> [EXERCISE BRIEF]: Duplicate everything in the fly fishing speech from "Not to mention, this" down to "is the river.".

***** ARTICLE *****

Not to mention, this weekend is a blast, and to that end, I want to thank Missoula for putting up with this beard and Carhart convention!

What I’d like to share with you tonight is my perspective on our world of fly fishing: where the sport was almost thirty years ago and where I think it’s going. My perspective has largely been shaped on the Big Hole River, which is why preserving my father’s legacy means so much to me. And the lifeblood of that legacy is the river.

My father moved here to Missoula from Pennsylvania in 1974. He working as a security guard at the airport and on his lunch breaks he hung out at the Streamside Angler, then owned by Frank Johnson and Rich Anderson.  They gave him all the advice he needed to hone his kills as a fly fisher and he fished between shifts in a white shirt, tie, and black slacks on these Missoula rivers.

He headed to Aspen in 1978 and guided for Chuck Fothergil along with George Odier. Both were famous for nymphing without an indicator and swore by the Western Coachman. While in Aspen, Dad met my mom, a Bozeman native, and they decided to start a fly fishing lodge. In 1983, with Fothergil’s blessing they headed north through Wyoming, Idaho, and Montana, searching for their perfect spot and founded their business on the banks of the Wise River, just up from the Big Hole River. 

At that time there were very few lodges in the mountain west: Lonnie’s Three Rivers Ranch in Idaho, (congratulations to Lonnie for her lifetime achievement nomination tonight!) The Firehole Ranch near West Yellowstone, the Crescent H near Jackson, Wyoming and The Complete Fly Fisher just down the river on the Big Hole. 

Mom and Dad spoke with Phil and Joan Wright, the owners of the Fly Fisher to explain their intentions of starting another lodge just 8 miles upstream.  Phil responded by taking Dad down the river to teach him how he fished it.

Back then the caddis hatches looked like snow storms. The salmon fly hatches were so thick cars would slide driving through the canyon.  There were very few people on the water.

***** MATERIAL *****

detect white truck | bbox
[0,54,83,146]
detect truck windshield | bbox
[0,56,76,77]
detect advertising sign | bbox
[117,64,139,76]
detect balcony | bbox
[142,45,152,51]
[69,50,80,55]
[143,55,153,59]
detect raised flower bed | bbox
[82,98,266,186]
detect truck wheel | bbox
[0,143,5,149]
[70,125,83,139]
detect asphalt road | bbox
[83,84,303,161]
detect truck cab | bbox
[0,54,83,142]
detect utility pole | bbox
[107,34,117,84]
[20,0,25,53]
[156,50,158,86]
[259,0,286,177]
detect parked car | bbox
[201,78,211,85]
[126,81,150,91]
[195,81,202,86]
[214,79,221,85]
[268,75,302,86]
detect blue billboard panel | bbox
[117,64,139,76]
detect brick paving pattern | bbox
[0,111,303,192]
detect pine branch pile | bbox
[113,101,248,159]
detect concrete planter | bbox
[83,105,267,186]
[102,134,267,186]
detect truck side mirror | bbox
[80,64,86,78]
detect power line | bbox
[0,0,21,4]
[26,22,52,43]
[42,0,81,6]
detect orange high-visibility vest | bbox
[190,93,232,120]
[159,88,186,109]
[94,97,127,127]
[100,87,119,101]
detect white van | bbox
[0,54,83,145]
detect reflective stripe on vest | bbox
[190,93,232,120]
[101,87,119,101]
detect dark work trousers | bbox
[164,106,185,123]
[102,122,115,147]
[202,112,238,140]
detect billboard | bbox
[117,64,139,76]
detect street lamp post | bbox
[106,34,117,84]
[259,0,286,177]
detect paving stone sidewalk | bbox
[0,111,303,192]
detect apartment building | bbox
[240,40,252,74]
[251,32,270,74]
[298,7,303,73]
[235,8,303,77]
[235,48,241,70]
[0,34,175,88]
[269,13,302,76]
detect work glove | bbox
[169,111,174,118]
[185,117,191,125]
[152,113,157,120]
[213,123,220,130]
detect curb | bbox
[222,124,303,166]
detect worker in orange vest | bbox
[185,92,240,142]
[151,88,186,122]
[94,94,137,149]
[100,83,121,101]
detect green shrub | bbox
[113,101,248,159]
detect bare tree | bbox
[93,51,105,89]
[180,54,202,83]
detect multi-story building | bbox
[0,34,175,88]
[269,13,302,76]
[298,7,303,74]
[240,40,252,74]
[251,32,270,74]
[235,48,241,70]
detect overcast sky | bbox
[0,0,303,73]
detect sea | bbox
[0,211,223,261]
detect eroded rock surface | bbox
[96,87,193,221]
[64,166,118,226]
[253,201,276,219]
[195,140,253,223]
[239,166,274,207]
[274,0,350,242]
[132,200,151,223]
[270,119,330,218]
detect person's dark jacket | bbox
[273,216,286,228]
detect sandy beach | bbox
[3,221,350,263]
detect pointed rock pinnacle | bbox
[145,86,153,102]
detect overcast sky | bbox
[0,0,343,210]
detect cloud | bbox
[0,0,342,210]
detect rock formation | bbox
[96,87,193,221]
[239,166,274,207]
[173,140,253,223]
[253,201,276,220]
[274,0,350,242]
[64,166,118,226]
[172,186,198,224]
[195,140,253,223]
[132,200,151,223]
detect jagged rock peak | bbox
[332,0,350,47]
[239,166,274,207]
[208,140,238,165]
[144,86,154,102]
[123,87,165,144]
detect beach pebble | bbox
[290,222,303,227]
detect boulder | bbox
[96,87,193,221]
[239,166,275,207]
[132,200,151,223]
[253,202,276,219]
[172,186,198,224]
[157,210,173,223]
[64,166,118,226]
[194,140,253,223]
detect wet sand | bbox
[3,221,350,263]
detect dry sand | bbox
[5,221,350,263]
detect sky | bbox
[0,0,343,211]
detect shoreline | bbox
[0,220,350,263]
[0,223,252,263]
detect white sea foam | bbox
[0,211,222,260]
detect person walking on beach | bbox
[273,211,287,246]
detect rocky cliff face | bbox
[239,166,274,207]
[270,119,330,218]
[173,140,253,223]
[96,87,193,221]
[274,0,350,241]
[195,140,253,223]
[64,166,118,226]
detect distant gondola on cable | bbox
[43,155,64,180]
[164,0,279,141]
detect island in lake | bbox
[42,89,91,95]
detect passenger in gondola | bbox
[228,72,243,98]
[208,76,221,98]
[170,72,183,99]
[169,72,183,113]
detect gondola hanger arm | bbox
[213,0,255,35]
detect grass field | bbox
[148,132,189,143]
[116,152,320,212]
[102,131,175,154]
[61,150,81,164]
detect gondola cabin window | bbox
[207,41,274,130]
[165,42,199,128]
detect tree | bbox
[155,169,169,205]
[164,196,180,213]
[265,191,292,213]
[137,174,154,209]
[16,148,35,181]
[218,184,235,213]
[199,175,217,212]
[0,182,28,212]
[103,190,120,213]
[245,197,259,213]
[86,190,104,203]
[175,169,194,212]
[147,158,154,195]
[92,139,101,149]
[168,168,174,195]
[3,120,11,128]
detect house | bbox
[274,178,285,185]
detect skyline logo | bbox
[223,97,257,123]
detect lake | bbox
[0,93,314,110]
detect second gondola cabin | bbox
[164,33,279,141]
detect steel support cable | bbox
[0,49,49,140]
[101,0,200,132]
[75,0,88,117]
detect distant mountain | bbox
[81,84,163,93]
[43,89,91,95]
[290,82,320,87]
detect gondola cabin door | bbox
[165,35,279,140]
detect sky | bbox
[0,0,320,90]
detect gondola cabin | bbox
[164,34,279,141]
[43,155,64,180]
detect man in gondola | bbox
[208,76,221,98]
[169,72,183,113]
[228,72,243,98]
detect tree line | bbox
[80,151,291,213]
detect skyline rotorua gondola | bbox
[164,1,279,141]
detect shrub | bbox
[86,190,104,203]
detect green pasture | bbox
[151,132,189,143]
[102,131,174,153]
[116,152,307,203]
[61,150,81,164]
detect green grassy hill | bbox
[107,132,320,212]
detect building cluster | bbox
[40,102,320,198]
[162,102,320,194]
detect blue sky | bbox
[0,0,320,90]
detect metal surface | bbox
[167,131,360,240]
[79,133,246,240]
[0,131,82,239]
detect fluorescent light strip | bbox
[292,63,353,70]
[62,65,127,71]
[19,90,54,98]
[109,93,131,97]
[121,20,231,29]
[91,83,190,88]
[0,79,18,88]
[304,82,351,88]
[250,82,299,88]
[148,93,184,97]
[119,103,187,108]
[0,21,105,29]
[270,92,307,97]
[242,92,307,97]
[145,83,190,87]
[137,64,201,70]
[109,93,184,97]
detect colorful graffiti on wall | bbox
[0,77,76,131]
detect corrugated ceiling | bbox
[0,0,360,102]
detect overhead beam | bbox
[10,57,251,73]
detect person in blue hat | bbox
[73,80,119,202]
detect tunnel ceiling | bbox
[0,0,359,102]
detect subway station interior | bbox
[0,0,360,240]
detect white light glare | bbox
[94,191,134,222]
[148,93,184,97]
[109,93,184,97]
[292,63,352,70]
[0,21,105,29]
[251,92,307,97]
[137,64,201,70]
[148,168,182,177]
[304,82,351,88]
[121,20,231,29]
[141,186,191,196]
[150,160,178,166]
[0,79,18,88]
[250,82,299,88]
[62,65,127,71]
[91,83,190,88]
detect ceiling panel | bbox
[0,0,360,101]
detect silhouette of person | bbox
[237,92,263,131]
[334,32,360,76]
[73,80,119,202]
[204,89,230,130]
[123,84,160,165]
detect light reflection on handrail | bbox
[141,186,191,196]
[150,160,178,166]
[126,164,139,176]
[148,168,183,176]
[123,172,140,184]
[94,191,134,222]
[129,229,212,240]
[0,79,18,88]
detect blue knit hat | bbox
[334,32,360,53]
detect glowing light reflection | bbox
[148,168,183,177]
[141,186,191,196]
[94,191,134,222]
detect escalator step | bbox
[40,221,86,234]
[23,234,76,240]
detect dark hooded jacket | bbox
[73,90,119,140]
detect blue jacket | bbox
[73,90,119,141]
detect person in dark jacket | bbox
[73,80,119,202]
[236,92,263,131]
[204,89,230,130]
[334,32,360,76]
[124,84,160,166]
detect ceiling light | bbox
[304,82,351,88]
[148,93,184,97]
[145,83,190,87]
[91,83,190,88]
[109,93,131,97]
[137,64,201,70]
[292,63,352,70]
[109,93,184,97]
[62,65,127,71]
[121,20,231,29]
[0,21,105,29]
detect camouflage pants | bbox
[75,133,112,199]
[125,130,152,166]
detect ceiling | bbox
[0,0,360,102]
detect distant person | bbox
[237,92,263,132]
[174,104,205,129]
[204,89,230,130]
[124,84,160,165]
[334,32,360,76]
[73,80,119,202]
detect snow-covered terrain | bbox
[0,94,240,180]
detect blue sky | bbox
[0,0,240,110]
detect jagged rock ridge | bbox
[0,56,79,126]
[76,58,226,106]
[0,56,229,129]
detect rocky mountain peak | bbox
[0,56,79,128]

*****

> [RESULT]:
Not to mention, this weekend is a blast, and to that end, I want to thank Missoula for putting up with this beard and Carhart convention!

What I’d like to share with you tonight is my perspective on our world of fly fishing: where the sport was almost thirty years ago and where I think it’s going. My perspective has largely been shaped on the Big Hole River, which is why preserving my father’s legacy means so much to me. And the lifeblood of that legacy is the river.